Collected data entries:
[start]
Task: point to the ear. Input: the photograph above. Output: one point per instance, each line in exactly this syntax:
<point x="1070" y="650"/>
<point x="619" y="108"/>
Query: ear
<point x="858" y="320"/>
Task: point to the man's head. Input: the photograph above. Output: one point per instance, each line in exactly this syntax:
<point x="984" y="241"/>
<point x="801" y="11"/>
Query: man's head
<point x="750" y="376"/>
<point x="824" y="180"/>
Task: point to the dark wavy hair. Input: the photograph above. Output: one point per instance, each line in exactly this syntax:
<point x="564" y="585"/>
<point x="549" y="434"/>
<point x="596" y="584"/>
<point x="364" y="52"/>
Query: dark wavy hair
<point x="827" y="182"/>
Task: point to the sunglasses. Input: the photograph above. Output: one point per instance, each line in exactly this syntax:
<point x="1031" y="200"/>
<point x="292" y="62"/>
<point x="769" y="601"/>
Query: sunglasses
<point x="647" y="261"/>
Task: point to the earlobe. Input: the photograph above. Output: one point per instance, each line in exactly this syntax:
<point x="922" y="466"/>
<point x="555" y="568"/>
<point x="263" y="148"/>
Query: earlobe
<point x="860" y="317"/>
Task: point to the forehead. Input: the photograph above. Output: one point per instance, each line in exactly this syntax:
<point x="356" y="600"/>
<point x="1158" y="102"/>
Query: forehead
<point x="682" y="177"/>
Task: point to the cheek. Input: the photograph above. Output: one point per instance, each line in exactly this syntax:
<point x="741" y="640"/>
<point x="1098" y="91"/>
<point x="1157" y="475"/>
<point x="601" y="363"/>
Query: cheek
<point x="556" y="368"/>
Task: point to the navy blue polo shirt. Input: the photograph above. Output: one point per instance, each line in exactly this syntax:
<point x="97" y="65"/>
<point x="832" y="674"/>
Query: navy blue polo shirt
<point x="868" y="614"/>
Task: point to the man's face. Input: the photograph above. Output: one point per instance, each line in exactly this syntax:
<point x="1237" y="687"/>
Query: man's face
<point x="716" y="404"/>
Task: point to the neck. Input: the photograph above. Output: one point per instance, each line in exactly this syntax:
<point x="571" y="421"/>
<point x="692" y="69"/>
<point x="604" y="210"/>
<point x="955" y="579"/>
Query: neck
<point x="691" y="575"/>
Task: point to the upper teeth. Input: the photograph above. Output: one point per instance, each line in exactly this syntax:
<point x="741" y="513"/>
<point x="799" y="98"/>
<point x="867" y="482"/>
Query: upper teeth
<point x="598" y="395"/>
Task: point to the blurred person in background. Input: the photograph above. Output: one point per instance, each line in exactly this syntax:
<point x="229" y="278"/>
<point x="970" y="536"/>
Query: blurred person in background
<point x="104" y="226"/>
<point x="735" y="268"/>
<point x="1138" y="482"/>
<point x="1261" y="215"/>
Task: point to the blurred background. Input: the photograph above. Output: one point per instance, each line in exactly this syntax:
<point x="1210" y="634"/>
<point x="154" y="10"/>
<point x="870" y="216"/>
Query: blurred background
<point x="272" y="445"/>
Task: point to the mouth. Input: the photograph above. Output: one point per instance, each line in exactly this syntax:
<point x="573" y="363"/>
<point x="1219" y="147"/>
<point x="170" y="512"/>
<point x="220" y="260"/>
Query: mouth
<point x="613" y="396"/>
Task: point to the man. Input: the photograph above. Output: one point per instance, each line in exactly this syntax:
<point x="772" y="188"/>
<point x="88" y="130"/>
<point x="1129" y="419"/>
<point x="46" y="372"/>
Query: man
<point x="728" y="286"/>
[end]
[start]
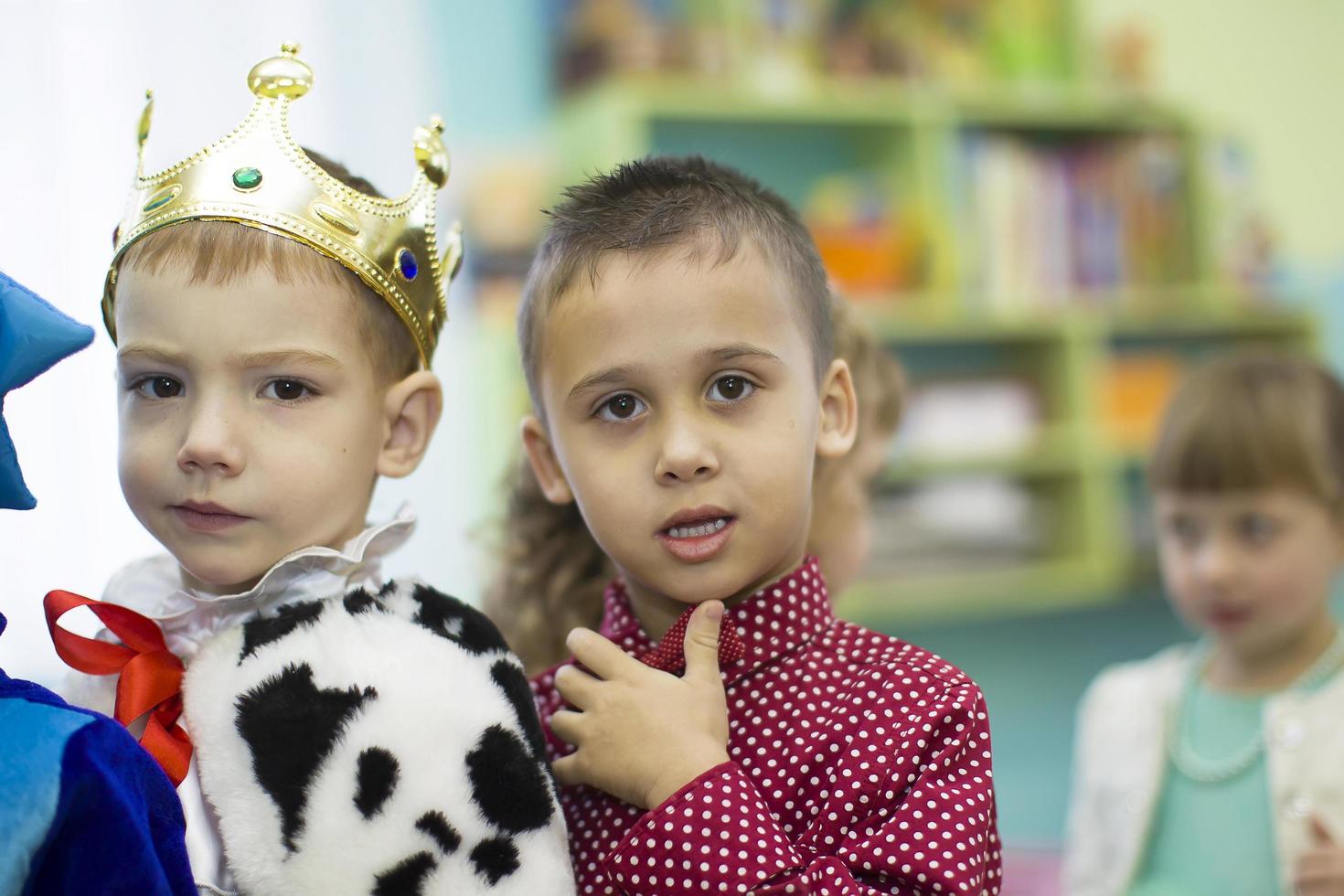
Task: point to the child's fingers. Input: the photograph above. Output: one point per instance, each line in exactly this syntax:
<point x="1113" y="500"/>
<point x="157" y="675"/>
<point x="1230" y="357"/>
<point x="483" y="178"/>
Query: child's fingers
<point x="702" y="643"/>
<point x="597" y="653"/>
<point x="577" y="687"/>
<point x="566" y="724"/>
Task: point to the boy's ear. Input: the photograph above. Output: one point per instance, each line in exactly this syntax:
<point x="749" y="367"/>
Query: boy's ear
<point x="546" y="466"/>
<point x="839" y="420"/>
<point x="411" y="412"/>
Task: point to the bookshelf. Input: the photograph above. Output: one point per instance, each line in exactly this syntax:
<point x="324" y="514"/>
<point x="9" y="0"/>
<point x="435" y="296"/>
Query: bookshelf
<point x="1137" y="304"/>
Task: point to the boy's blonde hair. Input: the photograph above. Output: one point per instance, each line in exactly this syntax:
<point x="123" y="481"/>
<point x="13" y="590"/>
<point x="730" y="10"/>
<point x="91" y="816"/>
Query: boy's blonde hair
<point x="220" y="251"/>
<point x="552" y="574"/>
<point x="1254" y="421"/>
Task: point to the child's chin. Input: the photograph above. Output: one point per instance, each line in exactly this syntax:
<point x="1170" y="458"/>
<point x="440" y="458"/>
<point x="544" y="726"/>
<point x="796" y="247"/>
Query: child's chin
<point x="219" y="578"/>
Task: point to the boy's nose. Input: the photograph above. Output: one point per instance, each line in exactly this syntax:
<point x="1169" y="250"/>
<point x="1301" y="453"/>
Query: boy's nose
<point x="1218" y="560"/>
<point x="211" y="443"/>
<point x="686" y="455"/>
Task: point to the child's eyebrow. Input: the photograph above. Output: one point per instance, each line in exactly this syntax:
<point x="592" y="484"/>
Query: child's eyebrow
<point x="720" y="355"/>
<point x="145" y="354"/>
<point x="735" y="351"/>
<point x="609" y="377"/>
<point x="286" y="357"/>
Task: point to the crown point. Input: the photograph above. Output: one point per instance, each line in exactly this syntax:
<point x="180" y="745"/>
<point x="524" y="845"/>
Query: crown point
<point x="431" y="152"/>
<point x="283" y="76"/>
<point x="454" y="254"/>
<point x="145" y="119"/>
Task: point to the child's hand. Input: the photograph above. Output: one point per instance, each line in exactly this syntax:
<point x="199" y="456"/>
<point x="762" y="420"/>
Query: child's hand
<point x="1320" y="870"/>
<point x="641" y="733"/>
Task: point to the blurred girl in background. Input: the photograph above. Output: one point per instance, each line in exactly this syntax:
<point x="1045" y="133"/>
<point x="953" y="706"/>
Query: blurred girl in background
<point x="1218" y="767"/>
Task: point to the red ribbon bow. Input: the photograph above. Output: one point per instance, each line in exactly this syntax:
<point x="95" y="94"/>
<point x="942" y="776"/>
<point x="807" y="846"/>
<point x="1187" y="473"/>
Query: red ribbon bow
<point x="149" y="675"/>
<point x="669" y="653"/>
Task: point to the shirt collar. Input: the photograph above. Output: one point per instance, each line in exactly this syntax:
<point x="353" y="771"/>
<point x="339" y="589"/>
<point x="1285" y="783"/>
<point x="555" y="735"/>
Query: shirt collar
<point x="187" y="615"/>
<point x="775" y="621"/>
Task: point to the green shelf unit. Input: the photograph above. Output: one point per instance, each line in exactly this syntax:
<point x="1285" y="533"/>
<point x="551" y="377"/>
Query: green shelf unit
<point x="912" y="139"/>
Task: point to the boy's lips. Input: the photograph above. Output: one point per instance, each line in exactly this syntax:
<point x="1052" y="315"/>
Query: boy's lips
[end]
[start]
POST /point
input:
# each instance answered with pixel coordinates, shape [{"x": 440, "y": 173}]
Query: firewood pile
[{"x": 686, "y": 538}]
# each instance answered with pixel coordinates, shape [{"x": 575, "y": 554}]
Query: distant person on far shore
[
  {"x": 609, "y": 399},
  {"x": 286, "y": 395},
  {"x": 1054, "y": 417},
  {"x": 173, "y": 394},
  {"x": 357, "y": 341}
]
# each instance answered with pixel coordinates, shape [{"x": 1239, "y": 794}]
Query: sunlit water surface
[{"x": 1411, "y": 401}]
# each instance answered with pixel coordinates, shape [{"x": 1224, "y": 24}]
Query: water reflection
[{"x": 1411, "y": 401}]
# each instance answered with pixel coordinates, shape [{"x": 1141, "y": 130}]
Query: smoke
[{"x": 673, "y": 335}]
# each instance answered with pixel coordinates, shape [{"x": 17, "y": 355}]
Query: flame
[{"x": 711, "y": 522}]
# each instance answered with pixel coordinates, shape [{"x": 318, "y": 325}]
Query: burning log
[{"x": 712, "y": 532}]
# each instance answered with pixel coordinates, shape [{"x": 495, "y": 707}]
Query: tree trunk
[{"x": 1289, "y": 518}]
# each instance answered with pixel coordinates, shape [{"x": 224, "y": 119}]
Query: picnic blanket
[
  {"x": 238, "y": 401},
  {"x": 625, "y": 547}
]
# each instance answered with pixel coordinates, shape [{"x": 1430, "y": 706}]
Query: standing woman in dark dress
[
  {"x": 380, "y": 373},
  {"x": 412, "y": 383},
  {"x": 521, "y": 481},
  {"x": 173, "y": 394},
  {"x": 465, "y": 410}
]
[end]
Please copy the records above without any change, from the line containing "Task: point to the red" through the line containing "Query: boy's lips", including both of those lines.

Task: point to the red ribbon bow. Input: the photograph above. Output: one point per instance, each line in exactly this syntax:
<point x="95" y="94"/>
<point x="942" y="776"/>
<point x="807" y="846"/>
<point x="1187" y="473"/>
Query: red ribbon bow
<point x="149" y="675"/>
<point x="669" y="653"/>
Task: point to the shirt collar. Input: the photograph above. Output: one point per instance, each line in exactly this syntax:
<point x="353" y="771"/>
<point x="339" y="589"/>
<point x="1285" y="783"/>
<point x="555" y="735"/>
Query: shirt collar
<point x="187" y="615"/>
<point x="775" y="621"/>
Task: point to the green shelf unit. Input: the photograph above. Output: one point per instance, each line in exactly this syntax:
<point x="1285" y="533"/>
<point x="551" y="377"/>
Query: green shelf unit
<point x="912" y="139"/>
Task: point to the boy's lips. Input: the photograph above. Output: one point per instance, each line in exactly this syntax:
<point x="1052" y="315"/>
Query: boy's lips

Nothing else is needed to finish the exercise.